Excerpted data =
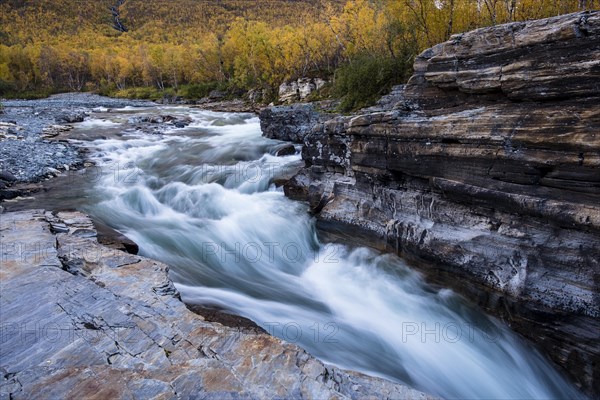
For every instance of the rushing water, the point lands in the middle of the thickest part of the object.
(202, 200)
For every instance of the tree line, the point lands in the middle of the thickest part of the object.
(43, 52)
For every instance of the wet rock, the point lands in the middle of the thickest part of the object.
(70, 117)
(300, 89)
(290, 123)
(80, 319)
(7, 176)
(485, 165)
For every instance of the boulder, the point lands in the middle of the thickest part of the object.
(290, 123)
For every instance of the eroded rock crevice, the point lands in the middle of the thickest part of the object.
(116, 328)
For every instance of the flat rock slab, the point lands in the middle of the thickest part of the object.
(81, 320)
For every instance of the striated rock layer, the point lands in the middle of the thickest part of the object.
(80, 320)
(486, 167)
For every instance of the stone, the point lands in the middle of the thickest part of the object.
(285, 150)
(83, 320)
(288, 92)
(485, 170)
(290, 123)
(70, 117)
(7, 176)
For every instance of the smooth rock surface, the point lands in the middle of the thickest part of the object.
(80, 320)
(291, 123)
(485, 166)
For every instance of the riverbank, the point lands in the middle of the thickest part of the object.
(485, 168)
(80, 319)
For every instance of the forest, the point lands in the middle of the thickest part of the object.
(144, 48)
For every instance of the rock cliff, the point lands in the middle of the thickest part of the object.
(81, 320)
(485, 168)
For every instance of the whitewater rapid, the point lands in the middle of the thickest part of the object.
(203, 200)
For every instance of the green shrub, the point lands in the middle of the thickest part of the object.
(361, 82)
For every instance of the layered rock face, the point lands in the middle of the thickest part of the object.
(486, 168)
(80, 320)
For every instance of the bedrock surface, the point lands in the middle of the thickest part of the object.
(80, 320)
(486, 167)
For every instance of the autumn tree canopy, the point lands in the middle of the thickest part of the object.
(53, 45)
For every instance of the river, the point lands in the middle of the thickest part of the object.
(202, 199)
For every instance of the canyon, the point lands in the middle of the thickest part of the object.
(484, 169)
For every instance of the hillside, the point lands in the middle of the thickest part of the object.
(151, 48)
(23, 21)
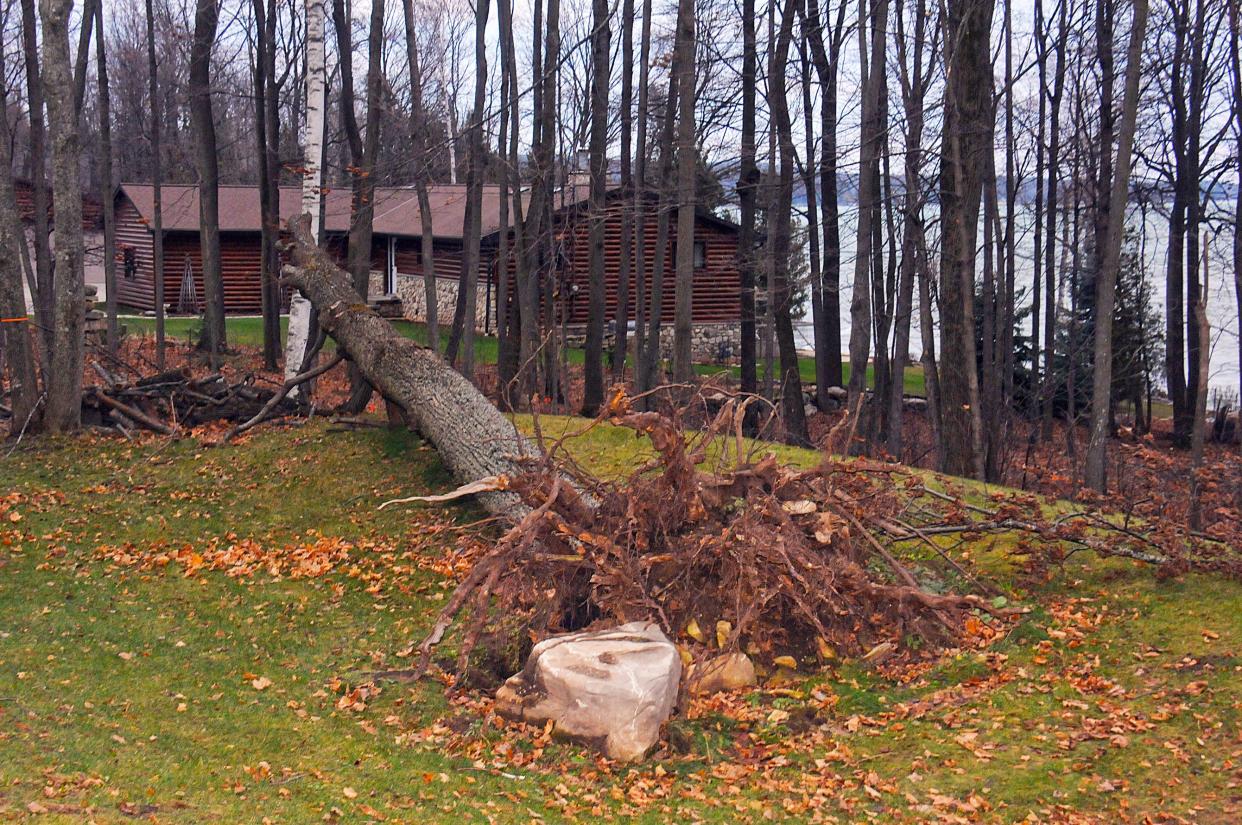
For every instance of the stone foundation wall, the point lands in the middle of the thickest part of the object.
(414, 300)
(711, 343)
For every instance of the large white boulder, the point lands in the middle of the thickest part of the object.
(609, 688)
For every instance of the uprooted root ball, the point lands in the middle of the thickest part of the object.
(750, 556)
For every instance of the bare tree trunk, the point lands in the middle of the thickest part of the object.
(106, 182)
(1047, 388)
(362, 149)
(1236, 65)
(472, 436)
(593, 390)
(462, 336)
(301, 312)
(208, 165)
(687, 157)
(812, 216)
(640, 200)
(267, 139)
(826, 55)
(914, 82)
(793, 411)
(650, 368)
(625, 270)
(524, 285)
(1200, 425)
(16, 342)
(507, 322)
(65, 360)
(748, 185)
(872, 80)
(157, 186)
(968, 131)
(1106, 282)
(421, 174)
(44, 273)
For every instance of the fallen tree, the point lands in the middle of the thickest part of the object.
(472, 436)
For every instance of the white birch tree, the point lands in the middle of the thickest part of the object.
(312, 180)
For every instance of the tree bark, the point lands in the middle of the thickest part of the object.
(472, 436)
(860, 305)
(65, 362)
(362, 149)
(914, 82)
(16, 342)
(621, 337)
(968, 128)
(461, 342)
(40, 195)
(106, 182)
(826, 59)
(301, 312)
(1106, 283)
(793, 411)
(593, 372)
(208, 165)
(421, 175)
(683, 301)
(748, 186)
(157, 186)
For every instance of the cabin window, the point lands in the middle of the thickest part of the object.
(390, 270)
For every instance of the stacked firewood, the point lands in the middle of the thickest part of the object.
(174, 400)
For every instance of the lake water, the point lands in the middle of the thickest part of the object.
(1222, 308)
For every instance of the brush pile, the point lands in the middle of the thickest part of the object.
(174, 400)
(778, 562)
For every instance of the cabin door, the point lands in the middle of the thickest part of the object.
(390, 270)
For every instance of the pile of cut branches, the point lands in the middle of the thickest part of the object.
(174, 400)
(778, 560)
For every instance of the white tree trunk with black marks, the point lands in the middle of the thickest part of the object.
(312, 180)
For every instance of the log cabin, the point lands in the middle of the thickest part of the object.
(396, 277)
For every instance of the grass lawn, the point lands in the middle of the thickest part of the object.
(249, 331)
(183, 695)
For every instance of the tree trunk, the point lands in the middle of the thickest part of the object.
(106, 182)
(362, 149)
(421, 175)
(65, 362)
(1200, 421)
(812, 218)
(873, 77)
(648, 369)
(683, 303)
(462, 337)
(157, 186)
(794, 414)
(472, 436)
(44, 273)
(1236, 65)
(16, 338)
(640, 200)
(968, 129)
(267, 141)
(301, 312)
(593, 373)
(208, 167)
(1106, 282)
(913, 96)
(748, 185)
(1047, 388)
(621, 334)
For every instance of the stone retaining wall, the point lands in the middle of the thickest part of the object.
(414, 300)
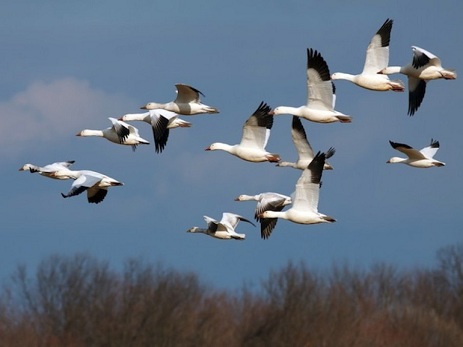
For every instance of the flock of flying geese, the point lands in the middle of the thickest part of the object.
(320, 107)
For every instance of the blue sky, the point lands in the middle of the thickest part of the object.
(70, 66)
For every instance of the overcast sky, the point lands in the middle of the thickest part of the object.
(69, 66)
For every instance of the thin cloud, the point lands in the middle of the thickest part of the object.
(51, 111)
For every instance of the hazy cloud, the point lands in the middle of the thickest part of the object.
(51, 111)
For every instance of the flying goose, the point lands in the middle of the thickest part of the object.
(424, 67)
(120, 132)
(304, 209)
(59, 170)
(187, 102)
(303, 147)
(266, 202)
(161, 121)
(377, 58)
(320, 94)
(256, 132)
(225, 229)
(95, 183)
(417, 158)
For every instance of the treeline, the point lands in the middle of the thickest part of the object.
(79, 301)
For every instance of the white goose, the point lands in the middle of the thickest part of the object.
(59, 170)
(161, 121)
(256, 132)
(120, 132)
(304, 149)
(377, 58)
(417, 158)
(225, 229)
(187, 102)
(266, 202)
(304, 209)
(320, 94)
(424, 67)
(95, 183)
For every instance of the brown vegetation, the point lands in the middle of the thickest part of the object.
(78, 301)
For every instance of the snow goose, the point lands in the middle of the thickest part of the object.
(304, 149)
(266, 202)
(320, 94)
(417, 158)
(225, 229)
(304, 209)
(377, 58)
(161, 121)
(120, 132)
(256, 131)
(425, 66)
(187, 102)
(59, 170)
(95, 183)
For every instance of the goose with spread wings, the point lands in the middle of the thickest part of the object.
(377, 58)
(223, 229)
(304, 149)
(304, 209)
(59, 170)
(120, 133)
(268, 201)
(256, 132)
(424, 67)
(423, 158)
(161, 122)
(94, 183)
(320, 94)
(187, 102)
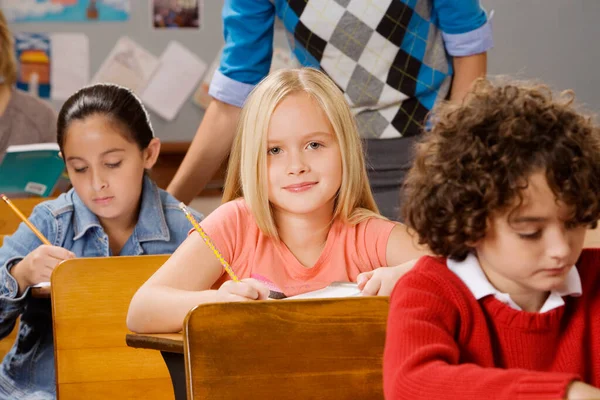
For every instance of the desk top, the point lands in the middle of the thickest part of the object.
(169, 342)
(41, 292)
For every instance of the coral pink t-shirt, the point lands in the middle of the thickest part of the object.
(349, 250)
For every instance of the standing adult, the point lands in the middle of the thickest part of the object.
(392, 58)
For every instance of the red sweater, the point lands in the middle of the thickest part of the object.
(444, 344)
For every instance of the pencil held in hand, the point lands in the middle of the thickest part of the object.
(25, 220)
(208, 242)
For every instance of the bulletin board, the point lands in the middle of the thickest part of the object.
(204, 42)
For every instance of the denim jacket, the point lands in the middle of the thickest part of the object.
(28, 368)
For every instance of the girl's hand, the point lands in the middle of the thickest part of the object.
(580, 390)
(244, 290)
(38, 265)
(381, 281)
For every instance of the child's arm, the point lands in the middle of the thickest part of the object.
(183, 282)
(467, 36)
(402, 253)
(24, 261)
(466, 70)
(423, 361)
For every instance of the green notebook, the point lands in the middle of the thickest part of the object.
(31, 170)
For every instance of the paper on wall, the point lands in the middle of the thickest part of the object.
(70, 63)
(129, 65)
(174, 80)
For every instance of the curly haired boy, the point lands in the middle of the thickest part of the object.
(502, 191)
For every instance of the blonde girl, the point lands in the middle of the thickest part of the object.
(297, 212)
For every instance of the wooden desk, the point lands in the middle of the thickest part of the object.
(170, 346)
(168, 342)
(43, 293)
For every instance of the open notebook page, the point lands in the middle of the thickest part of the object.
(336, 289)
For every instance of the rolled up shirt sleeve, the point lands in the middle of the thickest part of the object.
(248, 27)
(465, 26)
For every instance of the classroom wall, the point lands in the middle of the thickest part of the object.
(205, 42)
(553, 40)
(557, 41)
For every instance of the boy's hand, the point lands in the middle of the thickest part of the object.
(244, 290)
(38, 265)
(579, 391)
(381, 281)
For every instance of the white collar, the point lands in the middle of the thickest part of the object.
(469, 271)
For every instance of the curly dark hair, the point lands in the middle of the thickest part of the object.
(478, 156)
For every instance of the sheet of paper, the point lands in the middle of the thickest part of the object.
(70, 64)
(336, 289)
(175, 79)
(129, 65)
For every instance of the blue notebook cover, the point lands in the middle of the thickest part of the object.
(32, 169)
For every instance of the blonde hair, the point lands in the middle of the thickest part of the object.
(8, 64)
(247, 170)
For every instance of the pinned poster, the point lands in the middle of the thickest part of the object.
(65, 10)
(169, 14)
(128, 65)
(174, 80)
(52, 66)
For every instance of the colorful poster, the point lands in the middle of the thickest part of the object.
(65, 10)
(34, 60)
(175, 14)
(52, 65)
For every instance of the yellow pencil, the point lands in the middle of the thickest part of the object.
(208, 242)
(24, 219)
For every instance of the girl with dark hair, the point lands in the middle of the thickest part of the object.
(114, 209)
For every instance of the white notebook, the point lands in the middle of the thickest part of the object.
(334, 290)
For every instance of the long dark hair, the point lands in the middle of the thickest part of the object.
(114, 102)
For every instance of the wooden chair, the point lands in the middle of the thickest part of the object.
(304, 349)
(9, 222)
(90, 299)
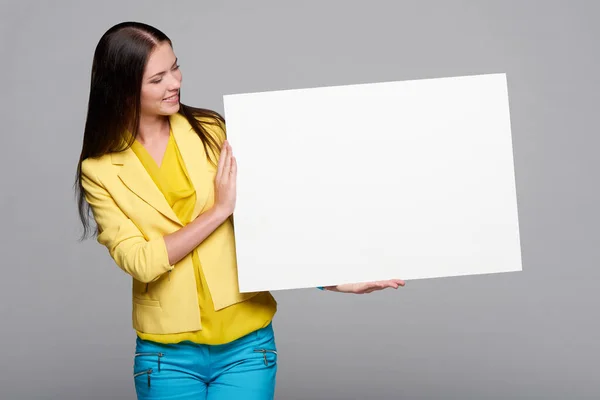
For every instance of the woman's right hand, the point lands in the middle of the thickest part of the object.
(225, 181)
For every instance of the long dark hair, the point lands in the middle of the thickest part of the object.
(114, 103)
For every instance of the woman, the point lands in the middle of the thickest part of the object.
(160, 180)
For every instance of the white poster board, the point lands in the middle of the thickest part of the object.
(406, 180)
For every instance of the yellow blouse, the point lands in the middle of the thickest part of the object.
(218, 327)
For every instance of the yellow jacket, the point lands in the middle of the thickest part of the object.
(133, 216)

Directions for this task = With pictures omitted, reproduce exactly the lines from the line containing "For every instance of the wooden chair, the" through the end of the data above.

Answer in full =
For every instance of the wooden chair, the point lands in the middle of the thickest part of the object.
(304, 349)
(9, 222)
(90, 299)
For every instance of the woman's right hand, the point lands in the middle of the thickest part of the object.
(225, 181)
For every instance of the long dark hair, the point lands in the middle of the thickest part of the object.
(114, 103)
For every instance of the woman, the point lands in the middle of the thickest part of the object.
(160, 180)
For every instance of the white poster board, the point lands in the middle of the thickest part of the object.
(406, 180)
For every instance of the yellow blouse, the point lands in the middle of the thickest part of the object.
(218, 327)
For every instance of the yellow jacket, the point lands in the middle of the thickest part of the object.
(133, 216)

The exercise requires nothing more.